__REQUIREMENT__.
Rewrite the records below, changing every "salt" to "sugar" and leaving the rest untouched.
——————
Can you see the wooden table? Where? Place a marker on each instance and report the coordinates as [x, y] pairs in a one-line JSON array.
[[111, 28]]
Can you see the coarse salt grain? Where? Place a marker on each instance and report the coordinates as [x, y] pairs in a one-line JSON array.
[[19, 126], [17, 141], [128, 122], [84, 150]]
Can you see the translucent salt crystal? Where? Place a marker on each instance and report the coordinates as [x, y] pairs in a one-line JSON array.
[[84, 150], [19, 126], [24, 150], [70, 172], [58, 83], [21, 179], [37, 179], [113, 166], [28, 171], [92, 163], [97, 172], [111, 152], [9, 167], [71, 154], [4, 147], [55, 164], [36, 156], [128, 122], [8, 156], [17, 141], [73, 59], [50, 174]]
——————
__THE OUTPUT__.
Can you see the wooden table? Where? Place a marker on each instance and report the coordinates as [x, y] pairs in a one-line JSON array.
[[111, 28]]
Can you see the coarse sugar grain? Where? Place a marker on each instance and report the coordinates as [x, y] pairs in a one-line JSON array.
[[19, 126], [17, 141], [128, 122], [84, 150]]
Can you see the translucent sugar crystal? Where? Place a marker on each instance and report the coordinates as [x, y] pairs in a one-line JSON array.
[[84, 150], [19, 126], [24, 150], [70, 172], [58, 83], [21, 179], [37, 179], [113, 166], [28, 171], [92, 163], [97, 172], [111, 152], [9, 167], [71, 154], [4, 147], [55, 164], [36, 156], [128, 122], [8, 156], [17, 141], [73, 59], [50, 174]]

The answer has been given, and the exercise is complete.